** START DOCUMENT PASSAGE **
# children to Lapland to see Santa - recommend or not?



## londonite (9 Oct 2010)

Has anyone taken their children to Lapland to see Santa in the last few years and, if so, would you recommend it? Did you go direct or via the UK. Any advice appreciated. Our kids are 6 and 3. Thanks.


----------



## SlurrySlump (9 Oct 2010)

Never did it but looking at the Holiday TV programmes about the trips they all looked pretty crap. Expensive to see a guy dressed as Santa in a wood hut in the middle of nowhere and a sleigh ride through a forest. They would enjoy Disneyland more I would suggest.


----------



## oldnick (9 Oct 2010)

Very expensive, very tiring, very expensive, very cold, very dark and very expensive. 

Three years ago there were a dozen charters flying direct from Dublin to Finland during December. Last year this went down to four or five, and ,much to customers chagrin, flights were cancelled and changed due to lack of bookings.

I gather this year that bookings are very slow. The tour operators who organise the flights will take your money, but with the economic situation as it is ,  there's a good chance that a few days before your flight your dates will be changed- and possibly departure airport.....

The last thing you want is a company to turn round and say -sorry direct flight is cancelled but we can get you out of Manchester etc etc. This will turn a three hour flight into a six hour marathon.
Make sure the booking conditions don't state that the direct flight can be turned into two flights via XYZ.

Having said all this, I must admit that to my surprise most of my customers enjoyed the trip, but that was when cost was not an object.
 Did I mention it is very expensive?

My wife was always pushing me to take our little daughter on that trip. 
Neither female was happy at my cheaper compromise of visiting Santa at Jervis Street.
 But that was before Santa moved to Dundrum.


----------



## Fanny (9 Oct 2010)
** END DOCUMENT PASSAGE **
• _WHAT THE TASK REQUIRES_
Copy the Lapland thread word for word, starting with "I gather this" and going on through "six hour marathon.".
** START INFORMATION SUPPLIED **
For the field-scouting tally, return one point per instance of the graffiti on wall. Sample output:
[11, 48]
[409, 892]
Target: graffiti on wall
** END INFORMATION SUPPLIED **
• _SOLVED EXERCISE_
I gather this year that bookings are very slow. The tour operators who organise the flights will take your money, but with the economic situation as it is ,  there's a good chance that a few days before your flight your dates will be changed- and possibly departure airport.....

The last thing you want is a company to turn round and say -sorry direct flight is cancelled but we can get you out of Manchester etc etc. This will turn a three hour flight into a six hour marathon.